Date: 2009-05-04 07:08 am (UTC)
From: [identity profile] penchaft.livejournal.com
Spinning decapitated eye lasering was amazing.

Date: 2009-05-04 07:22 am (UTC)
From: [identity profile] tommmo.livejournal.com
That did look awfully cool, but by that point I just didn't care anymore.

Date: 2009-05-04 07:33 am (UTC)
From: [identity profile] thanners.livejournal.com
I was actually wondering what the odds were that it'd spin so perfectly horizontally..

Date: 2009-05-04 07:38 am (UTC)
From: [identity profile] tommmo.livejournal.com
Me too! :)

Date: 2009-05-04 07:39 am (UTC)
From: [identity profile] tommmo.livejournal.com
Oh, and I love the fact that it cuts through concrete like butter, but when it hits Sabertooth he just gets "thrown back" by it.

Date: 2009-05-04 11:04 am (UTC)
From: [identity profile] hipikat.livejournal.com
I'm wondering why Sabertooth didn't get chopped into bite-sized pieces by Deadpool's adamantium swords when he was flashing back and fourth on the edge of the cooling tower.

Date: 2009-05-04 09:01 am (UTC)
From: [identity profile] miss-kittylix.livejournal.com
It made me laugh out loud. It was like I'm spinning a perfect helter skelter type thing.

Date: 2009-05-04 07:12 am (UTC)
From: [identity profile] ataxi.livejournal.com
This film sounds like it falls into the "slightly interesting failure" category based on what most people are telling me.

Date: 2009-05-04 07:24 am (UTC)
From: [identity profile] tommmo.livejournal.com
That's a pretty good way to describe it. The first hour or so was really quite promising. If they'd just had some sort of Wolverine/Gambit vs Sabertooth/Stryker showdown, and had generally fixed up a few other crappy bits and pieces in the last 30 minutes, it could've been a whole lot better.

Date: 2009-05-04 07:28 am (UTC)
From: [identity profile] ataxi.livejournal.com
It surprises me that so many Hollywood flicks have those sorts of screenplay issues, i.e. they don't just do the obvious thing and provide the payoff, but instead stray in some peculiar, non-functional direction that derails everything in the exposition.

I wonder if it's screenwriters over-correcting ... trying to produce something clever or literary and just ending up with a stuck in the middle mish-mash of weak plot directions.

Date: 2009-05-04 07:36 am (UTC)

- - - -

▶ [WORK TO COMPLETE]: Write out the comment thread word for word, beginning at the words "Date: 2009-05-04 07:39" and stopping after "07:12 am (UTC)". The entries after this point are separate material with no connection to the comment thread.

▶ [DATA RECORDS]:
- - - -

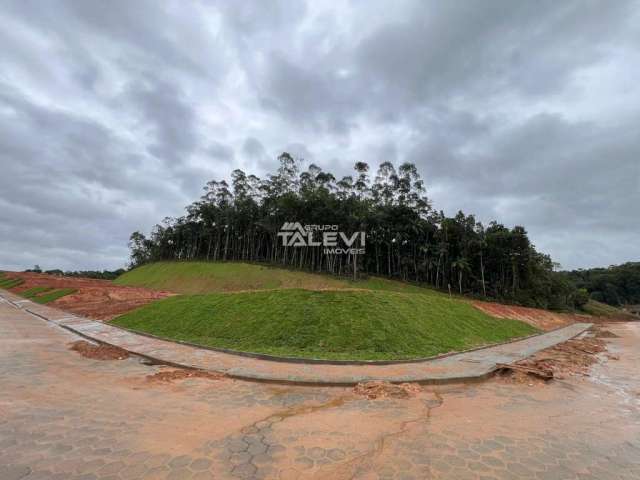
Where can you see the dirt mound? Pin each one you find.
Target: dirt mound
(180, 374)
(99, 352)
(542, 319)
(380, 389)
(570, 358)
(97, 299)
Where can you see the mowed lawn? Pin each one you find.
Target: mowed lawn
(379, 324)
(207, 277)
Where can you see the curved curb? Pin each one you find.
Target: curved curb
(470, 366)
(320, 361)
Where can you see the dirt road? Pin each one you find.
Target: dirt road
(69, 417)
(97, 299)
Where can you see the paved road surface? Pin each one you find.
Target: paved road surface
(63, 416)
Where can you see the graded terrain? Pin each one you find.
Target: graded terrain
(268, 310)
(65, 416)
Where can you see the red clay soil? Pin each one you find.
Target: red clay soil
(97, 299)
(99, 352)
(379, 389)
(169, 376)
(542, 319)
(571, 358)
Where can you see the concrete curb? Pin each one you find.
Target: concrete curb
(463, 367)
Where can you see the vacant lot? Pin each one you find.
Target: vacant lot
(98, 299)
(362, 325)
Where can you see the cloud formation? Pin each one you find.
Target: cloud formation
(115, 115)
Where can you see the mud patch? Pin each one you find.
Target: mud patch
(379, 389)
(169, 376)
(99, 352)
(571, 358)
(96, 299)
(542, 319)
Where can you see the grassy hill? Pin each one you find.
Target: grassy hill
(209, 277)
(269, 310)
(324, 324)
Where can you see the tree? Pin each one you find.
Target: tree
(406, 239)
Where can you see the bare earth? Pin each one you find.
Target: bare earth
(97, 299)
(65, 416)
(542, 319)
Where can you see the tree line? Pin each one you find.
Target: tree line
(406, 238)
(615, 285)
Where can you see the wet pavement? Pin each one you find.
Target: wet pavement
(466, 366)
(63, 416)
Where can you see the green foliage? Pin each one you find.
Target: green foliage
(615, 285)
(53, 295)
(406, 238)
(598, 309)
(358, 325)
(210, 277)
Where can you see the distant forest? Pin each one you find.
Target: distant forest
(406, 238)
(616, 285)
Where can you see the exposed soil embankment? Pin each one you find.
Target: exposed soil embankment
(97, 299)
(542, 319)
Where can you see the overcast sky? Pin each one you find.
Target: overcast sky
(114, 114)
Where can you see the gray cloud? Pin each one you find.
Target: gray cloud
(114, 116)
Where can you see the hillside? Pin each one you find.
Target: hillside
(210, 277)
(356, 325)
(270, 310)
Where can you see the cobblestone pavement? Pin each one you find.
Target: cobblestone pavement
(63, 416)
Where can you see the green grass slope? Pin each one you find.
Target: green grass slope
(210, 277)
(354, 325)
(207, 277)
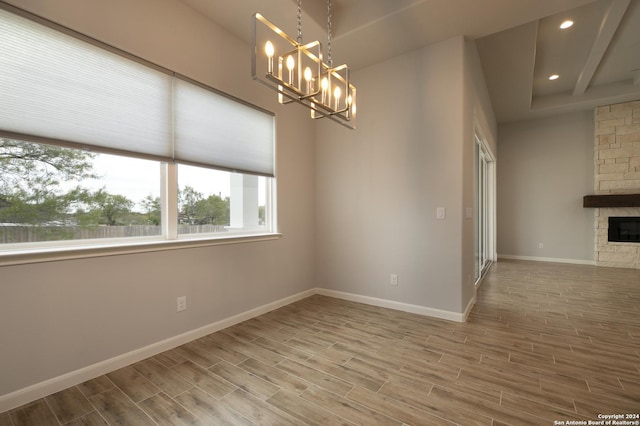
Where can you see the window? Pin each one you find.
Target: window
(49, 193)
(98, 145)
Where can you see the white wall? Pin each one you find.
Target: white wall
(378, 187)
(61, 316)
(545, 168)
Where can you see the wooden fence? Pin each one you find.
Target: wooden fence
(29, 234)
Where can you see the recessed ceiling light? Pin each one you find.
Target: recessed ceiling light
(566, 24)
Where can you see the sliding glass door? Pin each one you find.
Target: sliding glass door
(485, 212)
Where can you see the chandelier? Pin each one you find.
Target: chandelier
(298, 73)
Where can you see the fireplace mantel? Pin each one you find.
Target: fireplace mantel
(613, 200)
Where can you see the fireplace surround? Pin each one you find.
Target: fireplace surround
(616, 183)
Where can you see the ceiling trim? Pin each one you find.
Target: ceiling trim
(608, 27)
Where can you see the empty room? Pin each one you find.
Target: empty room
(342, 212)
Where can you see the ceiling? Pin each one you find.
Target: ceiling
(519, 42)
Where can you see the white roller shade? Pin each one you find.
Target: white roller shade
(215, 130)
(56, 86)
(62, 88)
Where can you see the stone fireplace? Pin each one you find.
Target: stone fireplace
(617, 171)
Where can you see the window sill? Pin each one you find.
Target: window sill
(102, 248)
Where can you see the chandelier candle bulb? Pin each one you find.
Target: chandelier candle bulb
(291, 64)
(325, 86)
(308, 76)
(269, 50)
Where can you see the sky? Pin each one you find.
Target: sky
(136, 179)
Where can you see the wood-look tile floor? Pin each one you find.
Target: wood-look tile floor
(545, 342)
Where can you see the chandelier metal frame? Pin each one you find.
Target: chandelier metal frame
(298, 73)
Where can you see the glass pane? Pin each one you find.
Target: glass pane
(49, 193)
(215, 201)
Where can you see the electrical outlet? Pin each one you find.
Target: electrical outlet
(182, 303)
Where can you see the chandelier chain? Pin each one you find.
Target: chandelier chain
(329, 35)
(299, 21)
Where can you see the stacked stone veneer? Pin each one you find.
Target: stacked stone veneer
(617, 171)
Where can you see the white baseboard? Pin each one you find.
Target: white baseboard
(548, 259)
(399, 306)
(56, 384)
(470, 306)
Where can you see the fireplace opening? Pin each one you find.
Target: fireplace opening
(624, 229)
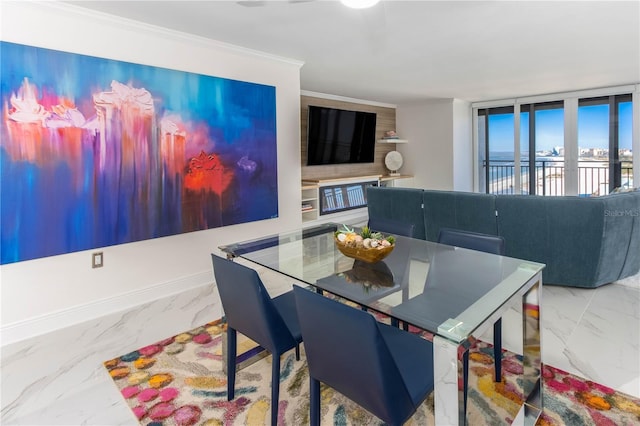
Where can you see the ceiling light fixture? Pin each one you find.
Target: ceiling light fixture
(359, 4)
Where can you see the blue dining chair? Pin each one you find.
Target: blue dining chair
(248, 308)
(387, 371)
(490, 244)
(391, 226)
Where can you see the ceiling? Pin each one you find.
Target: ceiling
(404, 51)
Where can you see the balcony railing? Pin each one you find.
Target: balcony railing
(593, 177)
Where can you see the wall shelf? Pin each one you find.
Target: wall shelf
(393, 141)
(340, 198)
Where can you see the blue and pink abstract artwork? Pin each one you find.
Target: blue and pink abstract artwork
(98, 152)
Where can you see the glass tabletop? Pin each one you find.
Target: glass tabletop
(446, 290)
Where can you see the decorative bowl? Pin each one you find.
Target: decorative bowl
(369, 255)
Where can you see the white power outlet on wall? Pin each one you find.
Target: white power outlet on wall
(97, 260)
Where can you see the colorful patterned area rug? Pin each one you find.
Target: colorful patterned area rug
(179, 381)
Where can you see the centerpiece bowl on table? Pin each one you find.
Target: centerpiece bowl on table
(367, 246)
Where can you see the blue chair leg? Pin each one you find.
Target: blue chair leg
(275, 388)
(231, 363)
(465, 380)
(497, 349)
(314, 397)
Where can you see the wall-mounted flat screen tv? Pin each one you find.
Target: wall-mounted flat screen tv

- - - -

▶ [COMPLETE RESPONSE]:
Date: 2009-05-04 07:39 am (UTC)
From: [identity profile] tommmo.livejournal.com
Oh, and I love the fact that it cuts through concrete like butter, but when it hits Sabertooth he just gets "thrown back" by it.

Date: 2009-05-04 11:04 am (UTC)
From: [identity profile] hipikat.livejournal.com
I'm wondering why Sabertooth didn't get chopped into bite-sized pieces by Deadpool's adamantium swords when he was flashing back and fourth on the edge of the cooling tower.

Date: 2009-05-04 09:01 am (UTC)
From: [identity profile] miss-kittylix.livejournal.com
It made me laugh out loud. It was like I'm spinning a perfect helter skelter type thing.

Date: 2009-05-04 07:12 am (UTC)